Description of the task:
Omit all images. Transcribe the rest of the material below exactly.

**********

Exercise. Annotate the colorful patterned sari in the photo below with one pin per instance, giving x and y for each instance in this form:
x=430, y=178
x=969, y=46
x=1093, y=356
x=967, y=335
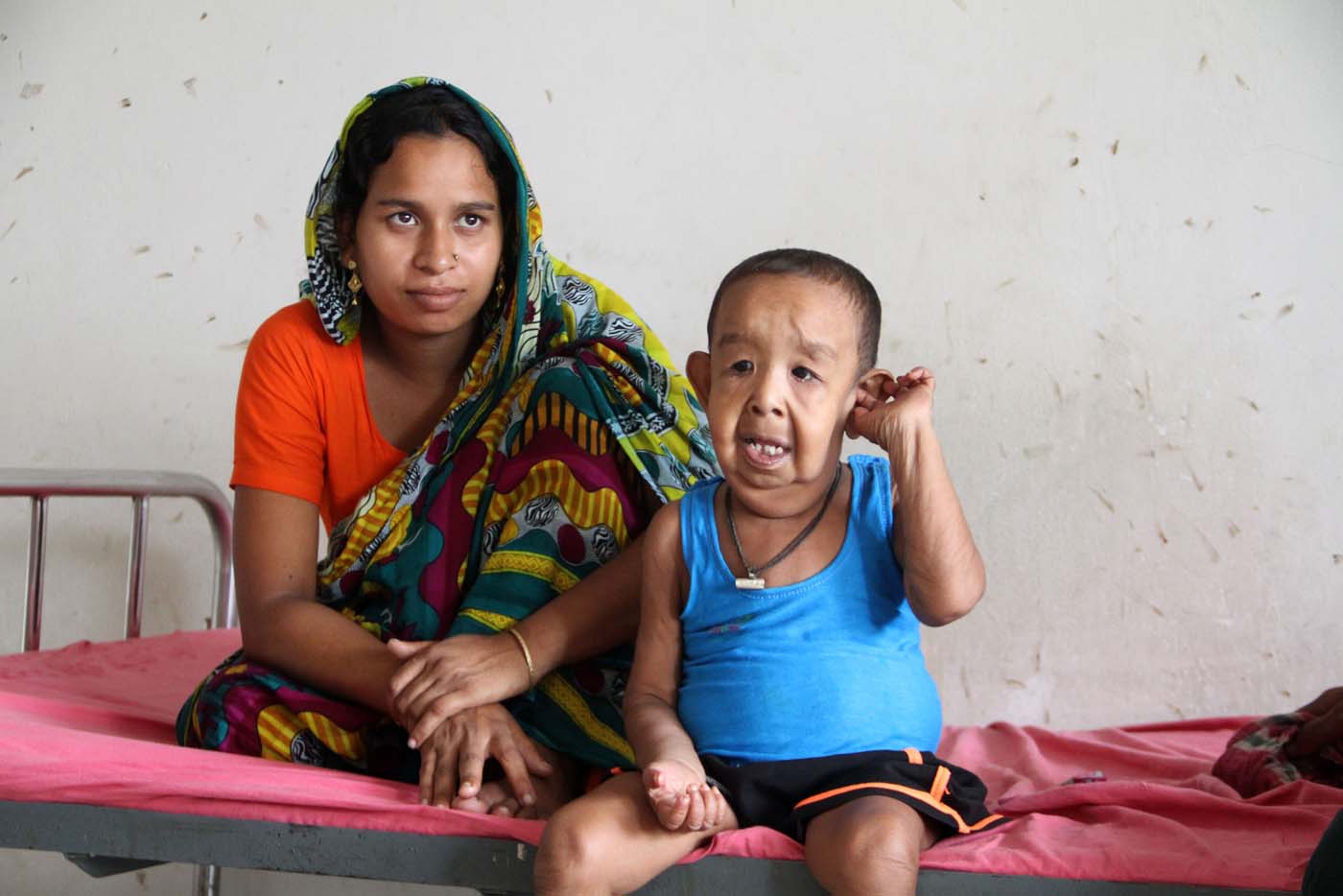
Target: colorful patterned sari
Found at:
x=532, y=479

**********

Solution to this exercise:
Exercise. Annotate the colorful patterned sari in the photo below with one pin per instance, giving x and y for each instance in this form:
x=430, y=178
x=969, y=46
x=1093, y=356
x=967, y=335
Target: colorful patterned sari
Found at:
x=532, y=479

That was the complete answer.